*Problem details:* Set down every one of the lines below character for character, with nothing added or changed.

**** Given entries

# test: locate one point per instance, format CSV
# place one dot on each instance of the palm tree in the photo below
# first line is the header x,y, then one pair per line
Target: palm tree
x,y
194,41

********

*Result below:*
# test: locate one point per instance, format CSV
# place one dot on each instance of the palm tree in the photo below
# first line is the header x,y, then one pair per line
Target: palm tree
x,y
194,41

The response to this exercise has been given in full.